[HOW TO COMPLETE THIS TASK]
Restate the listing in full, keeping every word as it is.

[DATA FOR REVIEW]

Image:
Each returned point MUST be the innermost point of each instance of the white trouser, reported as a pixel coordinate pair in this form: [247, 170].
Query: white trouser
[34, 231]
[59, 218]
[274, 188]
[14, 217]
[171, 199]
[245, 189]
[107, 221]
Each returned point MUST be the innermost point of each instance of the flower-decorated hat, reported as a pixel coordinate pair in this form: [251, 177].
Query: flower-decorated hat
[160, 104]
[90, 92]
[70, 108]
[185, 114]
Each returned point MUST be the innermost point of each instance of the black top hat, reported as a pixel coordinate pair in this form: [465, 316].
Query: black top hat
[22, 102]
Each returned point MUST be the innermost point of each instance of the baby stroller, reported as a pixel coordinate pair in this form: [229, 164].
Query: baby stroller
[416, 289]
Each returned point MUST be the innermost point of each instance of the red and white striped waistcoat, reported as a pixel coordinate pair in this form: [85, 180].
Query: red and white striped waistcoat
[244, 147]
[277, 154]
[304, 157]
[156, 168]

[RESULT BELOW]
Image:
Each returned point MUST be the innermost point of each instance of the white trouser, reported as a pixel coordinate pair in this form: [247, 170].
Query: white trouser
[34, 231]
[59, 218]
[274, 188]
[14, 217]
[171, 199]
[245, 189]
[107, 221]
Each returned point MUST be the innermost point of each instance of the flower-decorated hat, reported as a pixel coordinate pair in this form: [251, 177].
Query: flower-decorated hat
[160, 104]
[90, 92]
[70, 108]
[185, 114]
Each returned point MUST be the innermost point of each instance of the black top hat, reported as a pixel coordinate pair in this form: [465, 316].
Query: black top hat
[22, 102]
Each returned point MUST be the innermost point of each instance of the baby stroller, reported as a pixel coordinate pair in this form: [229, 164].
Query: baby stroller
[416, 289]
Each returned point MUST be the innermost point of each instance of the red and white striped waistcoat, reported as a pixel coordinate pair in this form: [85, 180].
Query: red and white striped waistcoat
[244, 147]
[277, 154]
[304, 157]
[156, 168]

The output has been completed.